## EXERCISE
Copy out, from the entries below, each line that holds the string "coordinates".

[Saved data entries]
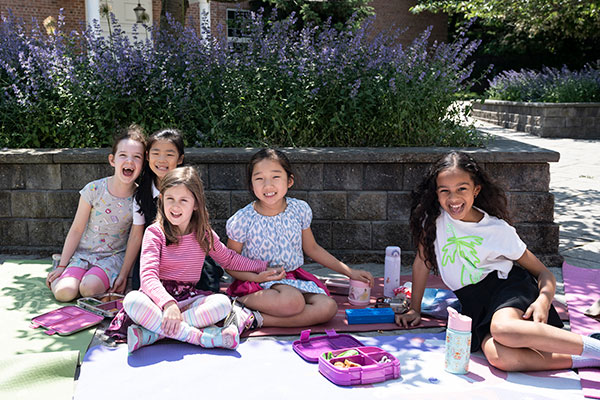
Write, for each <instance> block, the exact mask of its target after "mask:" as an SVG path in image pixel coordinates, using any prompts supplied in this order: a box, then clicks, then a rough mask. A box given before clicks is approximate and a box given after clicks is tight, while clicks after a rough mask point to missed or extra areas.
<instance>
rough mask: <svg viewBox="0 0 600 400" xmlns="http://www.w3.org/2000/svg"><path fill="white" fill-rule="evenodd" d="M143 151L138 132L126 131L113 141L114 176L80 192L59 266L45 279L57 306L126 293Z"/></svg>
mask: <svg viewBox="0 0 600 400" xmlns="http://www.w3.org/2000/svg"><path fill="white" fill-rule="evenodd" d="M145 145H146V140H145V138H144V135H143V132H142V129H141V128H140V127H139V126H137V125H132V126H130V127H129V128H128V129H127V130H126V131H125V132H123V133H121V134H120V135H119V136H117V138H116V139H115V141H114V144H113V148H112V152H111V154H109V156H108V162H109V163H110V165H111V166H113V167H114V169H115V173H114V175H112V176H110V177H107V178H102V179H99V180H96V181H93V182H90V183H88V184H87V185H86V186H85V187H84V188H83V189H82V190H81V191H80V194H81V197H80V199H79V205H78V207H77V212H76V213H75V218H74V219H73V224H72V225H71V228H70V229H69V233H68V234H67V237H66V239H65V243H64V246H63V250H62V254H61V257H60V263H59V266H58V267H57V268H56V269H54V270H53V271H51V272H50V273H49V274H48V278H47V279H46V284H47V285H48V286H49V287H50V289H52V293H53V294H54V297H55V298H56V299H57V300H58V301H64V302H67V301H71V300H73V299H75V298H77V297H78V296H79V295H81V296H94V295H96V294H100V293H103V292H106V291H108V290H109V289H111V291H117V292H122V291H123V290H124V289H125V284H126V282H127V277H128V275H129V271H130V270H131V266H132V264H133V260H134V259H133V257H131V256H130V254H132V251H131V249H130V248H129V247H128V242H127V240H128V234H129V231H130V228H131V223H132V212H131V208H132V204H133V192H134V190H135V188H136V187H137V184H136V182H135V181H136V179H137V177H138V176H139V175H140V173H141V172H142V166H143V162H144V153H145ZM126 248H127V256H126V251H125V250H126ZM133 252H135V251H133Z"/></svg>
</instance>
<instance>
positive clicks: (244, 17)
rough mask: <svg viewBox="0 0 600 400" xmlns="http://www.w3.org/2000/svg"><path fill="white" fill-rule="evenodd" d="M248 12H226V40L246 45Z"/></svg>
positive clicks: (227, 11)
mask: <svg viewBox="0 0 600 400" xmlns="http://www.w3.org/2000/svg"><path fill="white" fill-rule="evenodd" d="M249 21H250V10H240V9H235V10H231V9H228V10H227V40H228V41H230V42H234V43H248V42H249V41H250V34H249V33H248V25H249Z"/></svg>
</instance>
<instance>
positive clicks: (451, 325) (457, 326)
mask: <svg viewBox="0 0 600 400" xmlns="http://www.w3.org/2000/svg"><path fill="white" fill-rule="evenodd" d="M448 328H450V329H454V330H455V331H459V332H471V318H469V317H467V316H466V315H462V314H459V313H458V311H456V310H455V309H454V308H452V307H448Z"/></svg>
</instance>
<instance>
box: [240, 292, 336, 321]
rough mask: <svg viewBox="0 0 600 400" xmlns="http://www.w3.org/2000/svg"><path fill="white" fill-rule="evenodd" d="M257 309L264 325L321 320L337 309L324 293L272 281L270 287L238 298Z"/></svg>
mask: <svg viewBox="0 0 600 400" xmlns="http://www.w3.org/2000/svg"><path fill="white" fill-rule="evenodd" d="M239 300H240V301H241V302H242V303H244V304H245V305H246V306H247V307H249V308H251V309H254V310H258V311H259V312H260V313H261V315H262V317H263V326H279V327H298V326H310V325H316V324H321V323H323V322H327V321H329V320H330V319H331V318H333V317H334V316H335V314H336V312H337V304H336V302H335V300H333V299H332V298H331V297H329V296H327V295H324V294H314V293H306V294H302V293H301V292H300V291H299V290H297V289H296V288H293V287H291V286H286V285H273V287H272V288H271V289H266V290H261V291H259V292H255V293H251V294H249V295H246V296H244V297H241V298H240V299H239Z"/></svg>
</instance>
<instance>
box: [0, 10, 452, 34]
mask: <svg viewBox="0 0 600 400" xmlns="http://www.w3.org/2000/svg"><path fill="white" fill-rule="evenodd" d="M105 3H108V4H109V6H110V7H111V9H112V12H113V13H114V14H115V16H116V17H117V19H118V20H119V23H120V24H121V25H122V27H123V28H124V30H125V31H126V32H131V28H132V26H133V25H135V23H136V17H135V13H134V11H133V9H134V8H135V7H136V6H137V5H138V4H140V5H141V6H142V7H144V8H145V10H146V14H147V15H148V25H152V23H154V22H155V21H158V20H159V18H160V11H161V0H139V1H138V0H36V1H32V0H0V14H2V15H3V16H5V15H7V13H8V12H9V10H11V11H12V13H13V14H14V15H15V16H17V17H21V18H23V19H24V20H25V21H26V22H30V21H31V20H32V18H35V19H36V20H37V21H38V23H42V21H44V19H46V18H47V17H49V16H52V17H54V18H57V17H58V14H59V10H60V9H63V15H64V17H65V19H64V22H65V30H67V31H71V30H79V29H81V28H82V26H85V25H90V24H91V23H92V21H93V20H99V21H101V26H102V27H103V29H104V30H106V29H107V22H106V20H105V19H104V18H101V17H100V13H99V8H100V4H105ZM189 3H190V7H189V9H188V11H187V17H188V18H189V19H191V23H192V24H194V27H195V28H196V30H197V31H198V32H199V33H200V32H201V31H202V30H201V29H200V27H201V21H202V23H204V26H205V27H208V28H209V29H210V30H212V32H213V33H215V32H217V31H218V29H217V27H218V26H222V27H224V28H225V27H226V28H227V29H224V30H223V31H224V32H227V33H228V36H229V38H230V40H233V41H235V40H236V31H235V29H234V28H232V26H231V21H233V20H234V19H235V17H236V15H238V14H239V13H240V12H243V11H240V10H244V9H248V8H249V4H248V1H243V2H240V3H232V2H219V1H215V0H213V1H208V0H189ZM415 3H416V1H415V0H372V1H371V3H370V5H371V6H372V7H373V8H374V9H375V13H376V16H377V17H376V20H375V29H376V30H384V29H387V28H389V27H393V28H399V29H403V30H405V34H404V35H403V37H402V39H401V40H402V42H403V43H404V44H408V43H410V41H412V39H413V38H414V37H415V36H417V35H418V34H419V33H421V32H423V31H424V30H425V29H426V28H427V27H428V26H430V25H432V26H433V31H432V39H433V40H438V41H445V40H446V38H447V19H446V16H445V15H434V14H430V13H422V14H418V15H414V14H411V13H410V11H409V8H410V7H411V6H413V5H414V4H415Z"/></svg>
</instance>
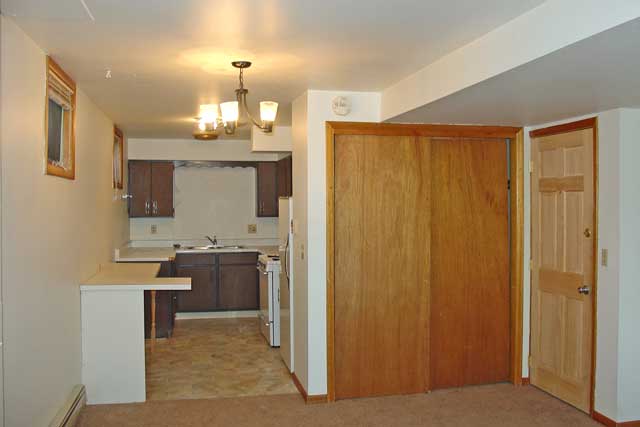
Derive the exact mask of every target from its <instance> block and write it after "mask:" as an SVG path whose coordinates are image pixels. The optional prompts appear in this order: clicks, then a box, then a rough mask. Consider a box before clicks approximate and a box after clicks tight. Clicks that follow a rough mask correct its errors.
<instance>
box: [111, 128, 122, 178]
mask: <svg viewBox="0 0 640 427" xmlns="http://www.w3.org/2000/svg"><path fill="white" fill-rule="evenodd" d="M113 188H115V189H118V190H122V189H123V188H124V135H123V133H122V131H121V130H120V129H118V128H117V127H116V126H114V127H113Z"/></svg>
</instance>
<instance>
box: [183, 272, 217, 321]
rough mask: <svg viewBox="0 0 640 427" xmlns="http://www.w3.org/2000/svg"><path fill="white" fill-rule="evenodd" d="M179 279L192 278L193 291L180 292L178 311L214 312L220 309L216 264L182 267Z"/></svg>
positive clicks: (184, 291)
mask: <svg viewBox="0 0 640 427" xmlns="http://www.w3.org/2000/svg"><path fill="white" fill-rule="evenodd" d="M176 276H177V277H191V290H190V291H178V292H177V294H178V311H182V312H185V311H186V312H189V311H213V310H215V309H216V308H217V307H218V295H217V292H216V288H217V278H216V266H215V264H209V265H180V264H178V266H177V267H176Z"/></svg>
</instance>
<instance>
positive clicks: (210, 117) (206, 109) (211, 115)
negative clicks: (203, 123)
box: [200, 104, 218, 123]
mask: <svg viewBox="0 0 640 427" xmlns="http://www.w3.org/2000/svg"><path fill="white" fill-rule="evenodd" d="M216 120H218V104H204V105H201V106H200V122H201V123H215V122H216Z"/></svg>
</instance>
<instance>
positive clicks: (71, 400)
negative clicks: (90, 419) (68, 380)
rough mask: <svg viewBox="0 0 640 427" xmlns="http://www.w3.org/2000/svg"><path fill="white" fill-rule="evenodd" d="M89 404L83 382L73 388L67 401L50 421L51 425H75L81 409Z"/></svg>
mask: <svg viewBox="0 0 640 427" xmlns="http://www.w3.org/2000/svg"><path fill="white" fill-rule="evenodd" d="M86 404H87V393H86V391H85V388H84V386H83V385H82V384H78V385H77V386H75V387H74V388H73V390H72V391H71V394H70V395H69V397H68V398H67V400H66V402H65V403H64V405H63V406H62V408H60V410H59V411H58V413H57V414H56V416H55V417H54V418H53V420H52V421H51V422H50V423H49V427H74V426H75V425H76V423H77V422H78V417H79V416H80V411H82V408H83V407H84V406H85V405H86Z"/></svg>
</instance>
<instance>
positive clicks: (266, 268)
mask: <svg viewBox="0 0 640 427" xmlns="http://www.w3.org/2000/svg"><path fill="white" fill-rule="evenodd" d="M258 272H259V273H260V311H259V312H258V322H259V325H260V326H259V327H260V332H262V335H264V337H265V338H266V340H267V342H268V343H269V345H270V346H271V347H280V286H279V281H280V261H279V258H278V257H269V256H267V255H260V256H259V257H258Z"/></svg>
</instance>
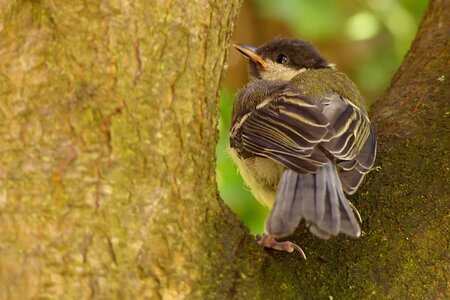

## YOUR SOLUTION
Write, for each <instance> block, the exact mask of its target after "mask:" as an SVG path in image pixel coordinates, using any prompts supplied in this order: a box, then clicks, then a rough mask. A box given before clicks is approximate and a box given after clicks is tight, while clicks after a rough mask point to missed or extra areas.
Derive the exact mask of every target from its <instance> block and write it after "mask:" as an SVG path whose coordinates are image pixels. The optional prompts appear in this order: clicks, then a box, then a rough mask. Consider a box before clicks approximate and a box after clicks tight. Clicks that follow a rough mask correct its errors.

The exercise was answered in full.